> Activity
Repeat each entry exactly and drop the pictures.

**** Data under study ****

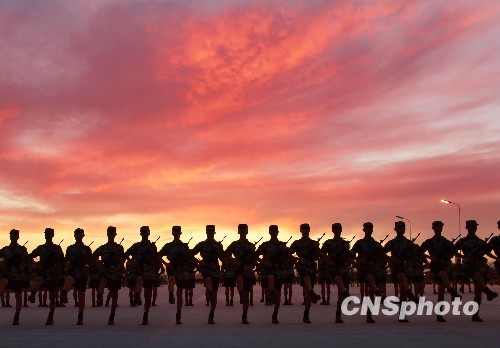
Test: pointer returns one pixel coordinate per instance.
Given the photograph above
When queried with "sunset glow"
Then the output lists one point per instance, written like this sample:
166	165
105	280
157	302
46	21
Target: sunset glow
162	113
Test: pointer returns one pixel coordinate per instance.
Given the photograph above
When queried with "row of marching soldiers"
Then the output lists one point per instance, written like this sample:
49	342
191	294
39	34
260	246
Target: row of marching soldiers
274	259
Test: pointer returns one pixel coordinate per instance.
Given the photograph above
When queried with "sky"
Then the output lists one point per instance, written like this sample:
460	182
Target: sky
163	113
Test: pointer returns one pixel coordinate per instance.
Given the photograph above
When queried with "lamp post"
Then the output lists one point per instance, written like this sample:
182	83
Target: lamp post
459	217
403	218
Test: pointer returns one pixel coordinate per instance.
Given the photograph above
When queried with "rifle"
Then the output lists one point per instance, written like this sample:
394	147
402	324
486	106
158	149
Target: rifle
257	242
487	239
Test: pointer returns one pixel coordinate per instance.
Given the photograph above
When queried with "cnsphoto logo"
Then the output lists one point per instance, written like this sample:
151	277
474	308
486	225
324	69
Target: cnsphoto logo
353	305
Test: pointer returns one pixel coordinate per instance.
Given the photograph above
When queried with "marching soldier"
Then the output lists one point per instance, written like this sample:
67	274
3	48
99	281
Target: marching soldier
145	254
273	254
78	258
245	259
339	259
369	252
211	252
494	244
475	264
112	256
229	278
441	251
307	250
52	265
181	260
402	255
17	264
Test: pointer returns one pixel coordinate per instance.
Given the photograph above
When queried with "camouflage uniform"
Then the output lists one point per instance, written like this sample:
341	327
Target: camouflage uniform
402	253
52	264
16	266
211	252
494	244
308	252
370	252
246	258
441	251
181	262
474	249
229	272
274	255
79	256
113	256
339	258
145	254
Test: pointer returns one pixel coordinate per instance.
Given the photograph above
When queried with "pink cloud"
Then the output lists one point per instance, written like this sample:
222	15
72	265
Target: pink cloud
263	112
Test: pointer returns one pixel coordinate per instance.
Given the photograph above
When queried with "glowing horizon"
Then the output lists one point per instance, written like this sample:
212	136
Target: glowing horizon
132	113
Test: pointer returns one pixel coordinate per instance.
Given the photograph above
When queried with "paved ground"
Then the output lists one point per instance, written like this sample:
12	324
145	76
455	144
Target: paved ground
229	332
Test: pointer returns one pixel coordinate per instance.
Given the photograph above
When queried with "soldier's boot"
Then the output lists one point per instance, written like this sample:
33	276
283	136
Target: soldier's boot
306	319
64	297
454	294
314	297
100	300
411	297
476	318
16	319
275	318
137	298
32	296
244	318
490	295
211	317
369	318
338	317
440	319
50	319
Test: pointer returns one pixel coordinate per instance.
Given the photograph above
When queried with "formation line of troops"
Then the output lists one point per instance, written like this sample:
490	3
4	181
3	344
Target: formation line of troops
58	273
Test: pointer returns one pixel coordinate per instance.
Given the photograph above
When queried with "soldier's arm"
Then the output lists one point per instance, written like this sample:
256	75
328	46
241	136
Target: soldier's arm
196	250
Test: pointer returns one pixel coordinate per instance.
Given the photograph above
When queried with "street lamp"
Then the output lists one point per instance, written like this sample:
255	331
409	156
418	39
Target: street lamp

****

> Solution for this task
Test: pointer returns one pixel coordinate per instance.
Given the photograph above
When queried with "sunset glow"
Then the output lists one point per instance, written like this sample:
166	165
105	280
157	302
46	21
Target: sunset glow
162	113
Test: pointer returns one pixel coordinate per instance.
Given the photograph above
When queried with "row of marching soldiers"
Then the output lists one point per instance, written like this sample:
49	342
191	294
39	34
260	246
Target: row of marching soldiers
274	259
Test: pointer returns one pixel coordinate per instance.
Given the photograph above
When queried with "sky"
Then the output lists one point per instance, written like this sample:
460	182
Target: sky
163	113
Test: pointer returns one pixel coordinate per instance.
Given the photograph above
When queried with "lamp post"
Then the output lists one point per instance, written like this sample:
182	83
Target: lamp post
459	217
403	218
Test: pointer returns one pixel coordinate per instance.
Given the photograph above
When queried with "rifle"
Then the output lists one point per instance, written like this sample:
394	147
402	324
486	106
158	149
Target: rifle
257	242
487	239
Test: pointer returns one pixel coordinate per instance.
Given the photograph above
When queried with "cnsphoto logo"
Then the output lists one point per instance, written like this sample:
151	277
474	308
486	225
324	69
Target: cnsphoto logo
353	305
Test: pointer returns one pixel coordinate per instance.
Given the photograph above
When queried with "marching soldier"
Then the output lists one point per instance, written like this sample:
67	274
3	48
99	281
Target: marching soldier
145	254
273	254
78	258
245	259
339	259
369	252
211	252
494	244
475	264
112	256
229	278
441	251
307	250
52	265
181	260
402	255
17	264
Test: pointer returns one pixel coordinate per instance.
Given the photograph above
When queried with "camouflage uniform"
Then the output lists one point per instance, written like this sample:
341	327
Target: camouflage uniform
402	253
52	264
16	266
211	252
494	244
308	252
370	252
246	258
441	251
181	262
474	249
229	272
274	255
79	256
113	256
339	258
145	254
Test: pointer returns one pixel coordinate per instance.
Given the photograph above
When queried with "pink cloud"
Then the output lists one point per instance, written like this sample:
222	15
72	265
Target: pink cloud
263	112
Test: pointer returns one pixel coordinate per instance.
Given the photograph above
When queried with "glowing horizon"
Then the output lists one point per instance, written like this sample:
212	136
Target: glowing horizon
132	113
Test: pointer returns one pixel coordinate per instance.
Given the photograph above
When queried with "paved ground"
Then the output lists one point per instance, written like this sample:
12	324
145	76
455	144
Target: paved ground
229	332
Test: pointer returns one pixel coordinate per instance.
Given the photograph above
When queried with "soldier's boot"
Then the output lists one point per instance, written like this sample:
33	276
283	136
Target: soldier's boot
306	319
64	297
454	294
314	297
100	300
411	297
476	318
16	319
275	318
137	298
32	296
244	318
490	295
211	317
369	318
338	317
440	319
50	319
Test: pointer returns one pixel coordinate per instance.
Given the photograph above
When queried with "formation line of troops"
Then the output lists one point per instance, written like this sample:
490	3
4	181
3	344
Target: formation line of troops
58	273
Test: pointer returns one pixel coordinate per instance.
Given the photograph above
When queried with "soldier's arm"
Then the output lists one point per instance, written like this sample:
256	75
328	46
241	136
Target: soldier's arm
196	250
Test: pointer returns one pixel coordinate per instance.
Given the photograph above
When queried with "street lamp"
Then the output lists one point per instance, written like this sample:
255	331
409	156
418	39
Target: street lamp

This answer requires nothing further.